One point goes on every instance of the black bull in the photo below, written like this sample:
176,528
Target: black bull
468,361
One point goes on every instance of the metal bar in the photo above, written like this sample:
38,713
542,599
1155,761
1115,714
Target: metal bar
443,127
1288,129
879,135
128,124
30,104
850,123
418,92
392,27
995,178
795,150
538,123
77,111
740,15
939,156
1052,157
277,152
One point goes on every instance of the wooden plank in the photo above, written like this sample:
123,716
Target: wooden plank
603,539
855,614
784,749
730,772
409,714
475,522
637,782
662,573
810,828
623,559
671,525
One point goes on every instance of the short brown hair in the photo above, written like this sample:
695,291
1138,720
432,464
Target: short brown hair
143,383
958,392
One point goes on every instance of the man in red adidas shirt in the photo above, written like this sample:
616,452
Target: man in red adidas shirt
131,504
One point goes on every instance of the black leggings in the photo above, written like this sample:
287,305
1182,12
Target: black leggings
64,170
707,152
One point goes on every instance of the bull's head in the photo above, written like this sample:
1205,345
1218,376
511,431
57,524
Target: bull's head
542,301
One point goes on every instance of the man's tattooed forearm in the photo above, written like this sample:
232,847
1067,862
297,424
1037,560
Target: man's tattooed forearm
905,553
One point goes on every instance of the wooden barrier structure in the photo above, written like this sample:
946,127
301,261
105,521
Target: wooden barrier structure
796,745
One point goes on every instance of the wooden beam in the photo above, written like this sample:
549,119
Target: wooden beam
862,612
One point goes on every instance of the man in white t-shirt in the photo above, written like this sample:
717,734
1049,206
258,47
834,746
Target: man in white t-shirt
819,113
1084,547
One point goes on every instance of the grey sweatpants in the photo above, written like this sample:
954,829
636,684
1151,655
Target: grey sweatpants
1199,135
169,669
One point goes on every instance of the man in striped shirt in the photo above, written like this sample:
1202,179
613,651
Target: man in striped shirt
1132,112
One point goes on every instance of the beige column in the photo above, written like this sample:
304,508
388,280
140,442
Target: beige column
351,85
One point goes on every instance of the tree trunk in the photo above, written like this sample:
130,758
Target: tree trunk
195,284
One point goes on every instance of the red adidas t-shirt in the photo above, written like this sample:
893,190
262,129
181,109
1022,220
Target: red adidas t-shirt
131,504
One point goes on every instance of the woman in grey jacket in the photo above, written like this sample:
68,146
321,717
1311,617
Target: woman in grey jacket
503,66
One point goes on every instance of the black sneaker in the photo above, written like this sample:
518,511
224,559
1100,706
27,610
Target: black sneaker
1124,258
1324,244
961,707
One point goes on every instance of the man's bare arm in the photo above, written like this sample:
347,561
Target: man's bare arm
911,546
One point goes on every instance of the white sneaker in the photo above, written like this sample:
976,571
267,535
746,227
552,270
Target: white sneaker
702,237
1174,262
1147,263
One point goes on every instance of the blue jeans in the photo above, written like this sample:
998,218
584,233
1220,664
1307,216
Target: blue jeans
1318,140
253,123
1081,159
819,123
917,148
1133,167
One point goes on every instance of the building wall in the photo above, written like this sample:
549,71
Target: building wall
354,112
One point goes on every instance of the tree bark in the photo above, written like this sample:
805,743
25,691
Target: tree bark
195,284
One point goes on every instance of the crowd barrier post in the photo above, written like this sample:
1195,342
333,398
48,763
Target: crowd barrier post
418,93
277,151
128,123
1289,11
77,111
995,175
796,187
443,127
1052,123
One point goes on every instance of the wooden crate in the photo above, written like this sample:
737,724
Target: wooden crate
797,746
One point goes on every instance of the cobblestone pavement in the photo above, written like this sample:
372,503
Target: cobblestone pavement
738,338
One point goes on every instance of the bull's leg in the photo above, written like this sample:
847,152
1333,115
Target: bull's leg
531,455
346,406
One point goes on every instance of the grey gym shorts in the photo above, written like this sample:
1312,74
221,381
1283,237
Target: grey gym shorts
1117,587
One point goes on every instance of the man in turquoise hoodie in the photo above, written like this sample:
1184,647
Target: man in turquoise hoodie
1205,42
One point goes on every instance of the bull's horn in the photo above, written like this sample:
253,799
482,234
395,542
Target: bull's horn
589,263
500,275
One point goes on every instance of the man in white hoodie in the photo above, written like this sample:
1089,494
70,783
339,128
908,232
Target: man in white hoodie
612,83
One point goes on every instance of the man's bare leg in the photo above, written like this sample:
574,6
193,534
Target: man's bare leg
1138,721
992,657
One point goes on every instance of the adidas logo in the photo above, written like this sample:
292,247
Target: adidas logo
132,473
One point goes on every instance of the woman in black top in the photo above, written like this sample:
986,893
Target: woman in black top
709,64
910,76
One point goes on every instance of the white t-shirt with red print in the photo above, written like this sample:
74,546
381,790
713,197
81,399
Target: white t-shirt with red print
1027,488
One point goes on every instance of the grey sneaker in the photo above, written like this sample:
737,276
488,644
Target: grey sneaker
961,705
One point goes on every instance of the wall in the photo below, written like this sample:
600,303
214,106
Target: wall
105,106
____________________
◆ What the task asks
Can you rewrite the part of the listing that opens with the line containing "One point goes on every instance of the white t-shirt" and closes with the end of the listing, both ends and all requests included, scaling every answer coordinate by 0.35 and rounding to whole numbers with halves going up? Leave the requests and their sample coordinates unchanged.

◆ Response
One point goes on every instance of the white t-shirt with red print in the photo above, written like this sample:
74,546
381,790
713,197
81,399
Target: white t-shirt with red print
359,171
One point goes on every instance of the grey sneaker in the photo above, written like this sample:
737,276
488,644
Target: grey sneaker
336,247
One point goes on every instance of the wall in the photo below, written like this sample:
600,303
214,106
Target: wall
37,37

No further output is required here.